**What is required**
Count how many rows below contain the word "brown", and reply with that number only.

Rows from a point labeling set:
-=-=-=-=-
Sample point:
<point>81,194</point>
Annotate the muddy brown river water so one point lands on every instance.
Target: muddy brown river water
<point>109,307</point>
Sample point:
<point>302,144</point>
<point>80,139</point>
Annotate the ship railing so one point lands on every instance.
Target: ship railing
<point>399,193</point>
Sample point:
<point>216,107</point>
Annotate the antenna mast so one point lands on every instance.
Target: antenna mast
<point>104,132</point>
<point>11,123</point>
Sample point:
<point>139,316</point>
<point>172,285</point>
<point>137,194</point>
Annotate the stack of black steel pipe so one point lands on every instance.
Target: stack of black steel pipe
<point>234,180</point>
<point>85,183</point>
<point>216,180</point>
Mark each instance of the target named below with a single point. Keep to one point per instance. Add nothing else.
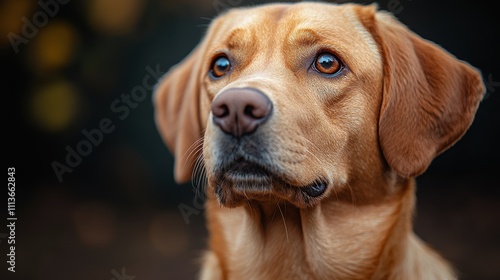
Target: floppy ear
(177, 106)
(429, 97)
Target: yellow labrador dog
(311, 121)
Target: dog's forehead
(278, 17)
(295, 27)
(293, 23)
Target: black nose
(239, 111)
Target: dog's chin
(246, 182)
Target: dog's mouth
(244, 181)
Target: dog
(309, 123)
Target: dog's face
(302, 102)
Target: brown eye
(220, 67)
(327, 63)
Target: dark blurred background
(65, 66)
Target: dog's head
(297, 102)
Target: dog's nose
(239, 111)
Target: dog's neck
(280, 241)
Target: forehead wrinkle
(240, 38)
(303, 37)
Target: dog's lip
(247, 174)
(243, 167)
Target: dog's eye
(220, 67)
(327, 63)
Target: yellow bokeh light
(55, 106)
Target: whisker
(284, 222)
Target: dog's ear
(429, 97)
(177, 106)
-=-=-=-=-
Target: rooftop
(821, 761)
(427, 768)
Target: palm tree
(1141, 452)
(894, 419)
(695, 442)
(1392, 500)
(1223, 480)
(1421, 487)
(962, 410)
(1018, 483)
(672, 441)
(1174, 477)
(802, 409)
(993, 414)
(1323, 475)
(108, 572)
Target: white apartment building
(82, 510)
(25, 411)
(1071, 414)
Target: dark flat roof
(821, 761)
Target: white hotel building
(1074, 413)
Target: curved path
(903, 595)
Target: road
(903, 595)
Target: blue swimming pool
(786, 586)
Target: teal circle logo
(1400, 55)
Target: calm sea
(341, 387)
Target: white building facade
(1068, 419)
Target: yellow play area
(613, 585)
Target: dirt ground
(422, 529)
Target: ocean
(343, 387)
-=-=-=-=-
**The output**
3